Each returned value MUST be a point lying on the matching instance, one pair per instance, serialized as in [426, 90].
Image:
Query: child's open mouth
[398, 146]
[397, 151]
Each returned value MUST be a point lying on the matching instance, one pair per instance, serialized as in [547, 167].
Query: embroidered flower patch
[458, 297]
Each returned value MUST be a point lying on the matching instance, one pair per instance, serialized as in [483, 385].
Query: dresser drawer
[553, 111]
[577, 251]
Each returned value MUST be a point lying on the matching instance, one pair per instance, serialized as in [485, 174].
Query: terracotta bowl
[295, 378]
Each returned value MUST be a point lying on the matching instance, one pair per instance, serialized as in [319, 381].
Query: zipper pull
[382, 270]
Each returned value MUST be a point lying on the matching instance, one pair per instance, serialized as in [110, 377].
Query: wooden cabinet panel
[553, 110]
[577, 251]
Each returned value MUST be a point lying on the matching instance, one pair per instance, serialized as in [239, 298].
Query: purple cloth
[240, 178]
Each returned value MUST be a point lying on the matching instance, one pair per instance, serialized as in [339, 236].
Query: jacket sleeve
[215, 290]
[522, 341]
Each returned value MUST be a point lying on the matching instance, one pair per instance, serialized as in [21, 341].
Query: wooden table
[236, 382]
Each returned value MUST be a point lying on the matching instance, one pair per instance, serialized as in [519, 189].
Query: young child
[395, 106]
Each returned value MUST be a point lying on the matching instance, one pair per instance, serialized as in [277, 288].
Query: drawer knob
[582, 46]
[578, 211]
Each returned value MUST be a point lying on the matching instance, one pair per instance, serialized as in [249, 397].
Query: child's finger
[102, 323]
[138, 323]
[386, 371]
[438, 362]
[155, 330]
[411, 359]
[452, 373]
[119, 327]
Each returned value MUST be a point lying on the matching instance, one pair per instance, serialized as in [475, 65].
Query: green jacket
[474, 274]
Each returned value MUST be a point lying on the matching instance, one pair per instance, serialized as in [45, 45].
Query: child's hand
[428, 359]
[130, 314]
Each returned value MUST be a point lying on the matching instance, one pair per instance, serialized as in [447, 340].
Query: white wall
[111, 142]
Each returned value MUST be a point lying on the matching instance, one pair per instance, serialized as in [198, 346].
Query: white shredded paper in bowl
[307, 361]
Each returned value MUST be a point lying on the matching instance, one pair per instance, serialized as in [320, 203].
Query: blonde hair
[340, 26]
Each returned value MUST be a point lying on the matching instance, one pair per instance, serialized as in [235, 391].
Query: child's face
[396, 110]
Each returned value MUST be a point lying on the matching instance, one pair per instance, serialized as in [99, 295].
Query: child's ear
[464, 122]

EXERCICE: Modifiez la liste ci-dessus en remplaçant « jacket sleeve » par « coat sleeve », sans toucher au reste.

CORRIGÉ:
Each returned value MUST be a point lying on the matching instance, one pair per instance, serialized as in [426, 90].
Image:
Query: child's open mouth
[398, 146]
[397, 151]
Each returned value MUST be a point lying on the matching instance, one pair per instance, serialized as in [547, 167].
Query: embroidered flower patch
[458, 297]
Each returned value MUST be a point lying on the matching instance, one pair per instance, serialized as in [483, 385].
Query: dresser drawer
[553, 111]
[577, 251]
Each returned value MUST be a point lying on the matching instance, one pair per instance, serialized as in [485, 174].
Query: terracotta bowl
[295, 378]
Each returned value MUST be a point lying on the matching instance, one pair per instance, serialized as in [319, 381].
Query: zipper pull
[382, 270]
Each returned value MUST be a point lying on the matching instance, one pair per instance, serialized as in [110, 377].
Query: wooden cabinet panel
[553, 110]
[577, 251]
Each returned value MUST be a point lying on the matching instance, one pair per instance, serialized as in [239, 298].
Query: purple cloth
[240, 178]
Each returned value MUST be a point lying on the matching instance, one pair per instance, serialized as in [339, 236].
Query: coat sleeve
[215, 290]
[522, 341]
Each returned value MUST be a point lying on the matching instance, one pair per instance, serialized as in [21, 341].
Query: wooden table
[236, 382]
Each returned value MUST be a point lying on the matching instance, one pair per instance, serialized as in [519, 189].
Query: young child
[395, 106]
Each returned value MUST be a point lying on the matching instance, one pair per instance, serialized as in [277, 288].
Query: drawer knob
[582, 46]
[578, 211]
Each returned value MUST be a point lying on the matching instance, one pair per instance, serialized as in [249, 397].
Query: child's finger
[102, 323]
[138, 323]
[386, 371]
[438, 362]
[155, 330]
[411, 359]
[452, 373]
[119, 327]
Each returned value MUST be a point lying on the matching instance, one pair per instance, serialized as in [475, 65].
Query: green jacket
[474, 274]
Each returned value MUST be a point lying on the matching instance, one pair per instance, serialized as in [45, 45].
Query: child's hand
[428, 359]
[130, 314]
Each returned value MUST be a point lying on the matching instance, one pair per instance, serialized as in [447, 340].
Query: white wall
[111, 142]
Each returned value MUST be a point lying on the matching instance, one pair per instance, serialized as in [198, 346].
Query: white shredded paper in bowl
[307, 361]
Each returned value MUST be a point lying on the matching instance, one pair per instance, serialized as in [320, 203].
Query: blonde hair
[340, 26]
Each returned value MUST be a point lying on the matching instance, one pair per instance, serialized as in [235, 391].
Query: child's face
[396, 110]
Each returned value MUST be a point lying on the matching instance, one pair per instance, serialized as in [99, 295].
Query: child's ear
[464, 122]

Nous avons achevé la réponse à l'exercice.